Task brief >>
Copy out the rows from the line containing "Agricultural drone survey: scan the aerial photo for store sign." up to and including the line containing "0, 107, 12, 124", changing every "Agricultural drone survey" to "Field drone survey" and leaving everything else unchanged.

===== Data provided =====

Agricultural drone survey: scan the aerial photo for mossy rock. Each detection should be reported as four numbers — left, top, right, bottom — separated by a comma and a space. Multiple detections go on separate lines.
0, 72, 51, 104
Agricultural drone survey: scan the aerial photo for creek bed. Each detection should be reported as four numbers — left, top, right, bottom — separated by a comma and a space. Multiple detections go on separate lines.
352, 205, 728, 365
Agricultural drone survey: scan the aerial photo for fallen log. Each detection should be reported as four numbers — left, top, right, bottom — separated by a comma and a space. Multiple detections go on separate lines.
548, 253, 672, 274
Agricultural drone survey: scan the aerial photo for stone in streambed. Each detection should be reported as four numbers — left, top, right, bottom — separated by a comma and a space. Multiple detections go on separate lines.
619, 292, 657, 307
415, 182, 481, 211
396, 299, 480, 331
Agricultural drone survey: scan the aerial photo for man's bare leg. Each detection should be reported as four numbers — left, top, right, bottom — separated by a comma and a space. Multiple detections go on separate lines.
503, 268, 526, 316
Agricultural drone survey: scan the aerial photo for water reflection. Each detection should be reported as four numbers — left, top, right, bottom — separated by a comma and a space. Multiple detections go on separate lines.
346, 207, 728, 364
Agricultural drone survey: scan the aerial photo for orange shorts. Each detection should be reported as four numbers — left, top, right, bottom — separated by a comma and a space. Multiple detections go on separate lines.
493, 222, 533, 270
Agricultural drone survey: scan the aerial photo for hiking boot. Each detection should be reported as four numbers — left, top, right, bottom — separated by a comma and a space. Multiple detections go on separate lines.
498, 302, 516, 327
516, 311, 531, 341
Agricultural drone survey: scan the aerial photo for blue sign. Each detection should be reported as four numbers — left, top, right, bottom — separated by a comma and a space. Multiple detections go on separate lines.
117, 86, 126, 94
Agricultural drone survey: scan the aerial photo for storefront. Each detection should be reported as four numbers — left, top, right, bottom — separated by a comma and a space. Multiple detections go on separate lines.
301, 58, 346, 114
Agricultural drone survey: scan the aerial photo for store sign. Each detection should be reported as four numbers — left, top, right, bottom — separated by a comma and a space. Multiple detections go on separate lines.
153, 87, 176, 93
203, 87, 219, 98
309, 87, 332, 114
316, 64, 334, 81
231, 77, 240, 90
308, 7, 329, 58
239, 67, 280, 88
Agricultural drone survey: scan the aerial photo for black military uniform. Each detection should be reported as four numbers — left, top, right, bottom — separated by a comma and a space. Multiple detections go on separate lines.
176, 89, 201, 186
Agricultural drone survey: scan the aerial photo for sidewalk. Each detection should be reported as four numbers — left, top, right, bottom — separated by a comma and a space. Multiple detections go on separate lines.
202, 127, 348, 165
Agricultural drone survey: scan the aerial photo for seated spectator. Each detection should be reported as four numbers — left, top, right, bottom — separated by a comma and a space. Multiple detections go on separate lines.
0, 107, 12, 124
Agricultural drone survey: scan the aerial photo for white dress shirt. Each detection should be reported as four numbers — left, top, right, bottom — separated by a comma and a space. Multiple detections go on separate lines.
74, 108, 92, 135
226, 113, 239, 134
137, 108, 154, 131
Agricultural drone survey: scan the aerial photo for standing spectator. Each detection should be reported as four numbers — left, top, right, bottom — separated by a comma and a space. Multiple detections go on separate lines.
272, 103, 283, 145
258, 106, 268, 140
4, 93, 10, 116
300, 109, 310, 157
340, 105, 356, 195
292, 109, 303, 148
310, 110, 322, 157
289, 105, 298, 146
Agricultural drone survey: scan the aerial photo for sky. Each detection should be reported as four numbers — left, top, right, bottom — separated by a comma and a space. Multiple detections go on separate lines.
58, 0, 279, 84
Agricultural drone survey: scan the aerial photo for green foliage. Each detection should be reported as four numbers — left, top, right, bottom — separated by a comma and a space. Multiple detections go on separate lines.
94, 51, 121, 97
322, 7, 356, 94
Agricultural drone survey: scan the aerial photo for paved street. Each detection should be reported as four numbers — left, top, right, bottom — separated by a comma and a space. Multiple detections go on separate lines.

=====

Task result >>
Field drone survey: scan the aerial photo for store sign. Each detection should be reported as four numbers — left, top, right, bottom — separated by a comma and a space. Multiple detections go on separate lines.
153, 87, 176, 93
203, 87, 219, 98
309, 87, 332, 114
316, 64, 334, 81
231, 77, 240, 90
308, 7, 329, 58
239, 67, 280, 88
Field drone survey: scan the aerial photo for black military uniform. Each detection should be reported as four numbers — left, top, right, bottom — separated by a comma and a space. Multiple detections go on separate lines.
176, 89, 201, 186
Field drone survey: scan the aerial photo for sidewalk. Each detection should be reported as four numbers — left, top, right, bottom — separated by a comma and a space. Multiple detections go on separate lines.
202, 127, 348, 165
Field drone survey: scan the aerial photo for seated spectator. Each detection should be reported as four numbers — left, top, right, bottom — separated by a comma and a space. Multiple detections go on separate lines.
0, 107, 12, 124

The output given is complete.